**Goal**.
List every line in the listing below that contains the string "white". Matching is case-sensitive, so lines that differ only in capitalization don't count.

**Records provided**.
◆ ◆ ◆ ◆
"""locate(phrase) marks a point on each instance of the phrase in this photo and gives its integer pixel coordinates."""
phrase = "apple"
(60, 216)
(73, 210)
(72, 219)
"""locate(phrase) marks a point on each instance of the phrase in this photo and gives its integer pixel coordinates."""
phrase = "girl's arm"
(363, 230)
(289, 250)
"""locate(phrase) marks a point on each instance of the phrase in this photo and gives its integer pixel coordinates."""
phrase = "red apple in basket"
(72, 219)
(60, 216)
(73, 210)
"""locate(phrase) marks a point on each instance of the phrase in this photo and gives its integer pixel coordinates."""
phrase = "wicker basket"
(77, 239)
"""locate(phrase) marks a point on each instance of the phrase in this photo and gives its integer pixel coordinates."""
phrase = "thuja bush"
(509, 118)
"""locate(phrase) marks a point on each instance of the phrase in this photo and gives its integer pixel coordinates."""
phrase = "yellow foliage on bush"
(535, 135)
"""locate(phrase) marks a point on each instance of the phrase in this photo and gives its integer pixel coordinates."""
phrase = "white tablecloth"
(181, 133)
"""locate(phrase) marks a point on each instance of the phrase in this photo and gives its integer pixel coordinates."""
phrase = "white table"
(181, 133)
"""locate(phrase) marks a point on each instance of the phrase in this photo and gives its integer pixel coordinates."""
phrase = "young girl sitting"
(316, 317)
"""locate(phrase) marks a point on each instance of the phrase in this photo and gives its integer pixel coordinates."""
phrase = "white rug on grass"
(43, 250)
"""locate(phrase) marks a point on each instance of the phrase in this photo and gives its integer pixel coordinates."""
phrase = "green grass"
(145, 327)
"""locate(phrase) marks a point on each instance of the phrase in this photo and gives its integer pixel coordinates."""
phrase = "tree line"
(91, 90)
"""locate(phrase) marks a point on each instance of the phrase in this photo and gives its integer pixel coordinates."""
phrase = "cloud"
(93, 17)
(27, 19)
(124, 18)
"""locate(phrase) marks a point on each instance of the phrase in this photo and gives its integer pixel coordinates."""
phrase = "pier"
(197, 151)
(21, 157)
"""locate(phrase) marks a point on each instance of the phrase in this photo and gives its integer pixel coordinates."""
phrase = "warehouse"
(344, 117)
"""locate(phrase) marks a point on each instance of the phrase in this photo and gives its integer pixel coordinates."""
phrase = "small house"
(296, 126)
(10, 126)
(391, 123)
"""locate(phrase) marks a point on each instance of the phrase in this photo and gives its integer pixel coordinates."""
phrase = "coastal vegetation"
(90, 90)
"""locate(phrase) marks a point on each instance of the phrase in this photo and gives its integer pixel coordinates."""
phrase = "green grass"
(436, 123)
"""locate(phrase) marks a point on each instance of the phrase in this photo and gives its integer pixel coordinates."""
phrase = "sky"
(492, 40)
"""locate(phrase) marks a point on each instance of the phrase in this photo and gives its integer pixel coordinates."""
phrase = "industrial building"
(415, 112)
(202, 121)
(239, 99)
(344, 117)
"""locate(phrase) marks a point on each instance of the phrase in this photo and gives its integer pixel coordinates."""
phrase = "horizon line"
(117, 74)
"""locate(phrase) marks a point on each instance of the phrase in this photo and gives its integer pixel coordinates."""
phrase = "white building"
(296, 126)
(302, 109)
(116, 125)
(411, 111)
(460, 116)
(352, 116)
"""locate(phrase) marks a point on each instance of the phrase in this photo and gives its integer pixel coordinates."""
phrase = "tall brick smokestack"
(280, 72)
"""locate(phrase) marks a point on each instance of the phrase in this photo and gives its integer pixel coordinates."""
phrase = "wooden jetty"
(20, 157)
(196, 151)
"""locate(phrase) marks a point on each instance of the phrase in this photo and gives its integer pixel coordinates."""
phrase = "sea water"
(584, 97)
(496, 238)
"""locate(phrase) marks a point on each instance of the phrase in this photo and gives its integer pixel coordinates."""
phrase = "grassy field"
◆ ◆ ◆ ◆
**Written solution**.
phrase = "white tablecloth"
phrase = "white table"
phrase = "white rug on grass"
phrase = "white building"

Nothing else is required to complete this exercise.